Work to be completed → Print the records below exactly. Omit every picture.

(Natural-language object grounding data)
★ ★ ★ ★ ★

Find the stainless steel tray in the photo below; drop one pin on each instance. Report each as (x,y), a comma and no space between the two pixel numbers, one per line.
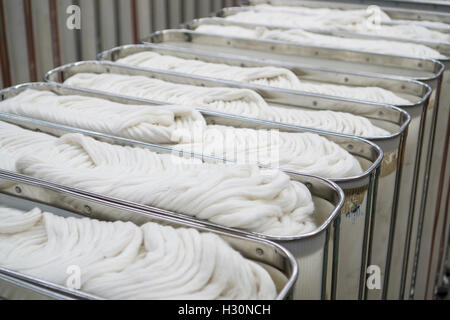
(302,247)
(30,193)
(416,160)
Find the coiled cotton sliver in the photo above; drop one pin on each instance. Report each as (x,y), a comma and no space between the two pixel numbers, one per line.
(302,152)
(166,124)
(122,261)
(315,39)
(356,21)
(228,100)
(269,76)
(244,197)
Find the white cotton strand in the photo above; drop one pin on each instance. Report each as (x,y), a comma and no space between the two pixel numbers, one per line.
(244,197)
(315,39)
(119,260)
(167,124)
(228,100)
(302,152)
(357,21)
(268,76)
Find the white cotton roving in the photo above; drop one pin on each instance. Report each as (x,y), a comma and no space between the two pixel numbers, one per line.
(237,196)
(302,152)
(119,260)
(166,124)
(315,39)
(227,100)
(268,76)
(357,21)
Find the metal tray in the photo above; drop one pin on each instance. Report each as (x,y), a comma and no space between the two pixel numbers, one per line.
(59,200)
(420,138)
(385,203)
(311,250)
(425,226)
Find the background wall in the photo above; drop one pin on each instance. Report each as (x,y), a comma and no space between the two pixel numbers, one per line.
(34,37)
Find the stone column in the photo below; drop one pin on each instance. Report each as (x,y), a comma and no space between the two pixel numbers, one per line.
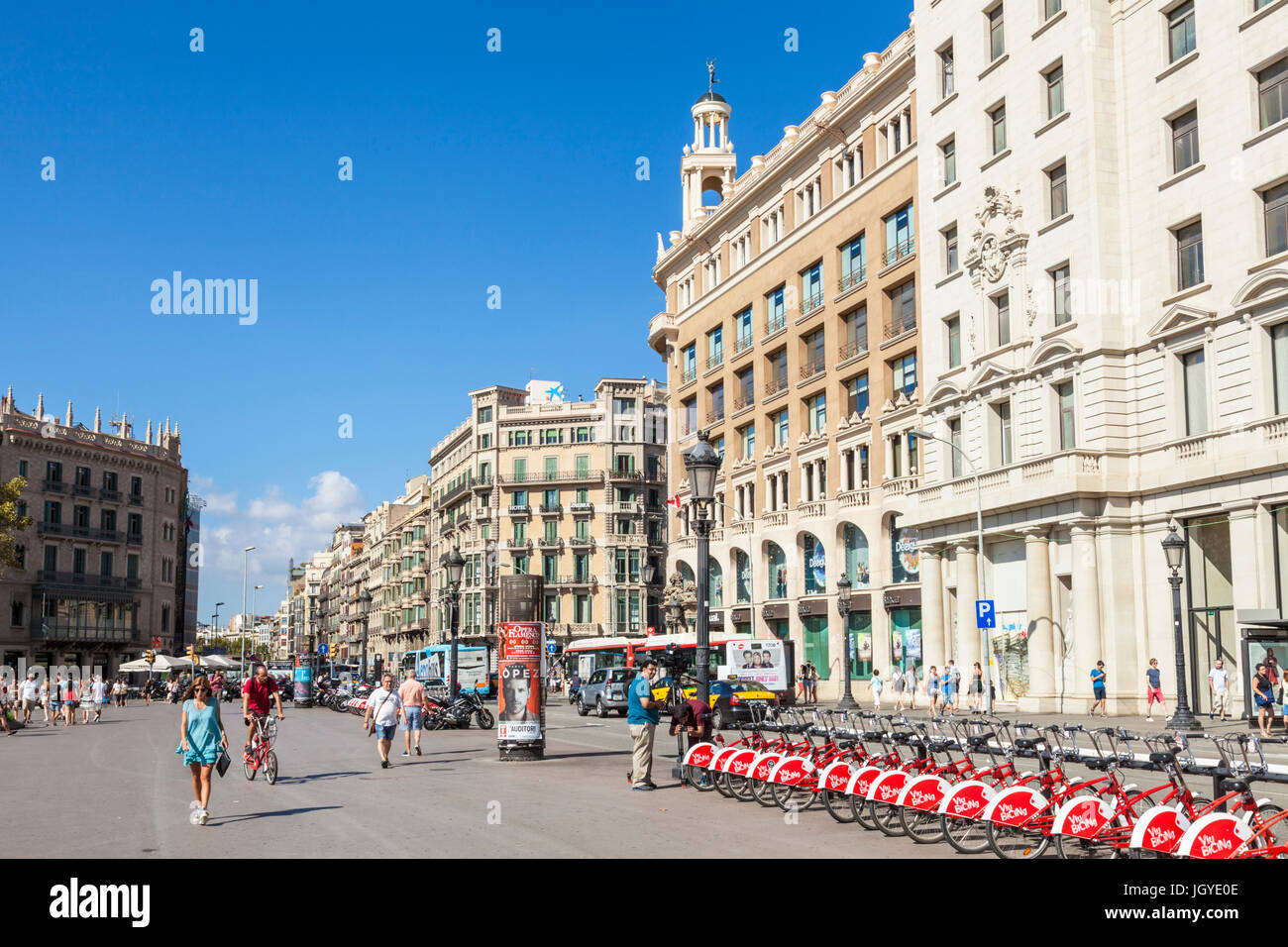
(932,643)
(967,590)
(1086,607)
(1037,556)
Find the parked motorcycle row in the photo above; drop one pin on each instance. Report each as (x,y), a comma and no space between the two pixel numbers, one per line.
(957,781)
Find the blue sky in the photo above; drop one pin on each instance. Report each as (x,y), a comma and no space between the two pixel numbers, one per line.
(471,169)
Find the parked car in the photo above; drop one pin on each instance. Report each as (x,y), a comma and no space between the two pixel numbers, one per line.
(604,690)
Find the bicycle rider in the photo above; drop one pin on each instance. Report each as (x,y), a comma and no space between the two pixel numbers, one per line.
(256,699)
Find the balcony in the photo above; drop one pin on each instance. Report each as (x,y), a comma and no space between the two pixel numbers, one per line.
(815,367)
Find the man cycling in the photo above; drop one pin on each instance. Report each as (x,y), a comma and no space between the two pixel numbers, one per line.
(256,699)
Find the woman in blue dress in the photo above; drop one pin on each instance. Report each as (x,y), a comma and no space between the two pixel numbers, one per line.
(201,735)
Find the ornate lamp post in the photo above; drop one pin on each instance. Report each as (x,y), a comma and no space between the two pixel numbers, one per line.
(1173,548)
(702,464)
(842,605)
(455,565)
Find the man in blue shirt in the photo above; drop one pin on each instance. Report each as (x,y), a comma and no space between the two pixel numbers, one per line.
(642,718)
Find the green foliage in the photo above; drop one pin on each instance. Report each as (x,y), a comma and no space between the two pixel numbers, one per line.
(11,522)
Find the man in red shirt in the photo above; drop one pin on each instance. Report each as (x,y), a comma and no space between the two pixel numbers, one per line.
(256,699)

★ ★ ★ ★ ★

Exercise response →
Find the stainless steel tray in the photo below; drop one pin on each instance. Report each as (x,y), a comma and no space between the two pixel numbers, one per line.
(302,247)
(30,193)
(416,160)
Find the coiled cotton sliver in the photo above; drop one pin on each instance. Report each as (x,y), a comma and no space between the two pixel numbers, one per line.
(302,152)
(166,124)
(122,261)
(315,39)
(356,21)
(228,100)
(269,76)
(244,197)
Find the white cotton strand in the photo above; drop one pin on each instance. Report each as (x,y), a comma and no space between the two pixel numbers, one per line.
(244,197)
(315,39)
(119,260)
(167,124)
(228,100)
(302,152)
(357,21)
(268,76)
Find the white cotton roving in the photo above; drop one pin on each instance. Report each as (x,y), a comma and no space between the two pixel numbers, one per line.
(237,196)
(302,152)
(119,260)
(166,124)
(315,39)
(227,100)
(268,76)
(357,21)
Find the metal tray in the photo above; drop one pin on each instance. Report each as (x,y), a comma and no space between the two pixel numbers, one per line.
(59,200)
(420,138)
(385,203)
(311,250)
(425,226)
Find the background wall in the photo above; drop one pin on each instance. Report each as (x,y), a comma and no space between the two pixel numbers, one per line.
(34,37)
Find the stone column in the photo below; drop one pin on each instance. Report each as (x,y), a comma and no space between the two pixel numbers, one per line.
(932,643)
(967,590)
(1086,607)
(1037,556)
Find the parked motorcycle row in the photo above; drop one pin on each instance. Report each as (x,y), a comma and no space between the two pixel numbers, one per line.
(957,781)
Find the blue sky in the photo above; drop one pin on each instance. Report each as (x,y), a comma and no space between the two pixel numbers, one per line.
(471,169)
Find the parked car in the photo above; drop one pin on each instance. Report each as (x,y), a comma and no space between the two pixel numbers, one per line.
(604,690)
Find the bicycle rider in the photo above; drop one pin on each instance. Report each as (x,y), a comma and no space between the two pixel numbers, one per line.
(256,699)
Find the balcony in the photo above; drop one pin on each instance. Report each as (x,y), a comma and no space between the two pixel numbers, one per line.
(815,367)
Find the man cycling in the photo above; drop one pin on each instance. Report each as (x,y), a comma and no space between the two pixel numbers, one per line.
(256,699)
Find the woman in blue dress in the photo above; drop one pin on each instance. Report each as (x,y), a comma and no space between the two pixel numbers, one per line.
(201,735)
Find the ornate lamp post in the photo above; drop one pin on each instance. Report each as (x,y), a comma and no space between the two pixel numbers, one per line.
(1173,548)
(702,464)
(842,605)
(455,565)
Find the man in blue shirt in the photo above; drop one pin on each instance. Report each as (x,y), a comma and no space between the two pixel numbers, one per line.
(642,718)
Find the green foliage in the photo above; drop one pin on each instance. Report each as (x,y), a comma and no space between the two pixel numbers, one per line.
(11,522)
Find the man in red shirt in the photo above; drop one pin on each instance. Report each as (x,y), a comma and no space between the two pixel numbers, one per line.
(256,699)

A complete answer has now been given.